QUOTED PASSAGE.
┌──
Ratio: The Simple Codes Behind The Craft Of Everyday Cooking
Ratio: The Simple Codes Behind the Craft of Everyday Cooking
Michael Ruhlman’s groundbreaking New York Times bestseller takes us to the very “truth” of cooking: it is not about recipes but rather about basic ratios and fundamental techniques that makes all food come together, simply.
When you know a culinary ratio, it’s not like knowing a single recipe, it’s instantly knowing a thousand.
Why spend time sorting through the millions of cookie recipes available in books, magazines, and on the Internet? Isn’t it easier just to remember 1-2-3? That’s the ratio of ingredients that always make a basic, delicious cookie dough: 1 part sugar, 2 parts fat, and 3 parts flour. From there, add anything you want—chocolate, lemon and orange zest, nuts, poppy seeds, cinnamon, cloves, nutmeg, almond extract, or peanut butter, to name a few favorite additions. Replace white sugar with brown for a darker, chewier cookie. Add baking powder and/or eggs for a lighter, airier texture.
└──
Items from a dataset.
┌──
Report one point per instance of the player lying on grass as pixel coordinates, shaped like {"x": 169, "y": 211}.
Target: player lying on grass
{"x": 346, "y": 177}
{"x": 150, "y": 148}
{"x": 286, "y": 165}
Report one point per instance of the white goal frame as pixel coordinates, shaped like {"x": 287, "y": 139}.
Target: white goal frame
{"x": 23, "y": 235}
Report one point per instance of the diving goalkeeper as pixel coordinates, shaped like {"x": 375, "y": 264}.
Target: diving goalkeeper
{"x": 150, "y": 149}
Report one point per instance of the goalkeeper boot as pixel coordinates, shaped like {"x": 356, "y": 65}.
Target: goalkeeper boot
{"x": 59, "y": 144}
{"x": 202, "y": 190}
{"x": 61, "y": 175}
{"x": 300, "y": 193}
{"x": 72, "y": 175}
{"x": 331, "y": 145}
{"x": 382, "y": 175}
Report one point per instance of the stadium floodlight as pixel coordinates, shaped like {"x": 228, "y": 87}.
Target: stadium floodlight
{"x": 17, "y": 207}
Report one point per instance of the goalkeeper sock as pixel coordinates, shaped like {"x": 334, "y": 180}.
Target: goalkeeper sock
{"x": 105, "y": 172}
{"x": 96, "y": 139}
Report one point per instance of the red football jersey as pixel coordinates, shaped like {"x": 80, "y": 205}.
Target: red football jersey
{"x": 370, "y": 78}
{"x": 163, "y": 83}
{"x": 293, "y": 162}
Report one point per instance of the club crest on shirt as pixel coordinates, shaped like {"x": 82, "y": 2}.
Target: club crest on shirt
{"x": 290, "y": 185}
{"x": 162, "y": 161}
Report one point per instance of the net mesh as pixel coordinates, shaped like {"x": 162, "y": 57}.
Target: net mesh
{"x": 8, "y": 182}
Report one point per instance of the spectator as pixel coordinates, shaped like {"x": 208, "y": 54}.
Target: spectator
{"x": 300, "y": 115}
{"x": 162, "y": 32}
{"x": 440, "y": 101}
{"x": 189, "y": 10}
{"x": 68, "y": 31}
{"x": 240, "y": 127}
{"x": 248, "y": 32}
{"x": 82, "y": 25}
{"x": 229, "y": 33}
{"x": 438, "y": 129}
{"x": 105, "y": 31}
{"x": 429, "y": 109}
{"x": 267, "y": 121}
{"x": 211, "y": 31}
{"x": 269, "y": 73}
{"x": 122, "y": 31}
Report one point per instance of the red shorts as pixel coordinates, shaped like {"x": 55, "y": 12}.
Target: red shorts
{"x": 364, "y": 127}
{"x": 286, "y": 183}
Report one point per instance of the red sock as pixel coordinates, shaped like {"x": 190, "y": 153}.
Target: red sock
└──
REQUESTS.
1. In the book description, what ratio of ingredients makes a basic cookie dough?
2. According to the book description, why is learning a culinary ratio more useful than learning a recipe?
3. Repeat the book description from "When you know" up to and including "lighter, airier texture.".

SOLUTION LIST.
1. 1 part sugar, 2 parts fat, and 3 parts flour.

2. Knowing a ratio isn't like knowing a single recipe. It's like instantly knowing a thousand. For cookies, remembering 1-2-3 is easier than sorting through the millions of recipes in books, magazines, and on the Internet, and you can then add anything you want.

3.
When you know a culinary ratio, it’s not like knowing a single recipe, it’s instantly knowing a thousand.
Why spend time sorting through the millions of cookie recipes available in books, magazines, and on the Internet? Isn’t it easier just to remember 1-2-3? That’s the ratio of ingredients that always make a basic, delicious cookie dough: 1 part sugar, 2 parts fat, and 3 parts flour. From there, add anything you want—chocolate, lemon and orange zest, nuts, poppy seeds, cinnamon, cloves, nutmeg, almond extract, or peanut butter, to name a few favorite additions. Replace white sugar with brown for a darker, chewier cookie. Add baking powder and/or eggs for a lighter, airier texture.